> **Document segment**:
•••
Uche Cecil Izuora
The US Energy Information Administration (EIA), has warned that ongoing conflict in the Middle East has caused oil production disruptions, elevated prices, and increased volatility, while the Strait of Hormuz remains largely closed, complicating global oil trade and market stability.
The EIA has also revised global oil demand growth expectations downward because of higher prices, fuel shortages, government initiatives to reduce fuel use, and reduced refined product exports.
Demand reductions were assumed to occur mainly in Asia because of the region’s heavier reliance on Middle Eastern crude supplies.
Global oil demand growth for 2026 was revised to 0.2 million b/d, compared with 0.6 million b/d in the previous month’s forecast and 1.2 million b/d in the February forecast.
Oil demand was expected to rebound in 2027 as supply flows returned later in 2026, with demand increasing by 1.5 million b/d to 105.6 million b/d.
Although the US announced a ceasefire in early April, oil prices were still expected to include a significant risk premium throughout the forecast period. Traffic through the Strait of Hormuz remained largely halted because of risks to oil tankers and the US blockade on Iranian oil shipments through the strait.
Disruptions to crude oil production in the Middle East have increased significantly since the EIA’s April Short-Term Energy Outlook (STEO), leading the Agency to revise its assumptions in the May outlook as the disruption continued.
In its April STEO, EIA assumed the conflict would not extend beyond April and that traffic through the Strait of Hormuz would gradually resume, though not return to pre-conflict levels until late 2026.
In the May STEO, however, EIA assumes the strait will remain effectively closed through late May, with oil flows gradually resuming in late May or early June. Pre-conflict production and trade patterns are not expected to largely resume until late 2026 or early 2027. Some Persian Gulf producers are not expected to return to pre-conflict production levels during the forecast period.
•••
[Recorded data]

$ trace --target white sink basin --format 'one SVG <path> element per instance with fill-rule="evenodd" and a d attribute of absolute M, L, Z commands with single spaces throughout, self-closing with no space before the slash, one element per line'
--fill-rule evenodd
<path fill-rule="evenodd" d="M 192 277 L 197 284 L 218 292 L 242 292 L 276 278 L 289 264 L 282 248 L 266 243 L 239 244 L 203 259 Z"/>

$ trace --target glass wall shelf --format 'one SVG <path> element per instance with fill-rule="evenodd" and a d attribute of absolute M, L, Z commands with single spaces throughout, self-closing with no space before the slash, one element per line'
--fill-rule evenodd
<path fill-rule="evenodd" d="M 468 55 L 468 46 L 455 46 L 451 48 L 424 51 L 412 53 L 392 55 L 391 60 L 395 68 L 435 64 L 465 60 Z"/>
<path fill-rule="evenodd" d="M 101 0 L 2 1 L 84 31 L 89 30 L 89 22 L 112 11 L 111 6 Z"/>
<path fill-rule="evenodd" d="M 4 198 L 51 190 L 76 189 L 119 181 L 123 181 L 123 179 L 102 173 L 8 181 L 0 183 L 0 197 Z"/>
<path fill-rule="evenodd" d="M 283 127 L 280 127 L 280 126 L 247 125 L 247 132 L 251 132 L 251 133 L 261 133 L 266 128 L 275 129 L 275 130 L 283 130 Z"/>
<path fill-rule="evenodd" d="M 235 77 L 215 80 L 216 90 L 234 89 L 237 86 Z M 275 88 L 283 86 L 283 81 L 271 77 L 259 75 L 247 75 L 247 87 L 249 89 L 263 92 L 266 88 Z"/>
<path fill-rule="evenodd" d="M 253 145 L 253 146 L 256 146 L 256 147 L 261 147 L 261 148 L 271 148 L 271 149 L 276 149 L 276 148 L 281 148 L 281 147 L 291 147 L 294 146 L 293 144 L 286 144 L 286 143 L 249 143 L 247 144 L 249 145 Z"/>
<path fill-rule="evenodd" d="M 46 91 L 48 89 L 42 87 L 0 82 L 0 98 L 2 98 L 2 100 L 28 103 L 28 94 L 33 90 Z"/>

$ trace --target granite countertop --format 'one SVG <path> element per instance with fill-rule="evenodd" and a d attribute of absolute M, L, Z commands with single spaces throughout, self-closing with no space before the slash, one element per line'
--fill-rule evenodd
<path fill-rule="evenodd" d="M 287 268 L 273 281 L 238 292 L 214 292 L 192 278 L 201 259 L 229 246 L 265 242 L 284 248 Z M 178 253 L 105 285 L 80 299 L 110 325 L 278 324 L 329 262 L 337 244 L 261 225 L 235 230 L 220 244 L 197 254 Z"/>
•••
> **Questions**:
**1)** According to the oil market report, what was the EIA's revised figure for global oil demand growth in 2026?
**2)** Continue the oil market report from its final sentence.
This material has nothing to do with the text.

> **Answers for the tasks**:
**1)** 0.2 million b/d.

**2)**
Brent crude oil spot prices averaged $117/bbl in April, an increase of $46/bbl from the February average. EIA data showed the April average was the highest monthly level since June 2022 following Russia’s invasion of Ukraine. Daily Brent spot prices reached as high as $138/bbl on April 7.
Tight physical crude availability widened the spread between spot prices and front-month Brent futures to nearly $30/bbl in early April as buyers sought replacement supplies.
By late April, although crude prices remained elevated, spot and futures prices moved closer together as trade flows adjusted and refiners sourced alternative supplies.
Oil market volatility also increased sharply after the conflict began in late February. According to EIA, crude oil implied volatility averaged 78 per cent based on CME Group futures and options data, with daily Brent implied volatility reaching 106 per cent on March 12.
Before the conflict, implied volatility had generally remained below 30% since the beginning of 2024. Recent Brent volatility levels were the highest since the start of the COVID-19 pandemic in early 2020.
Middle East crude oil production disruptions increased during the conflict. Production shut-ins averaged 10.5 million b/d in April and are forecast to peak at nearly 10.8 million b/d in May as storage levels reach maximum capacity.
Forecast revisions also reflected expectations that Iran would reduce production as the US blockade curtailed Iranian oil exports.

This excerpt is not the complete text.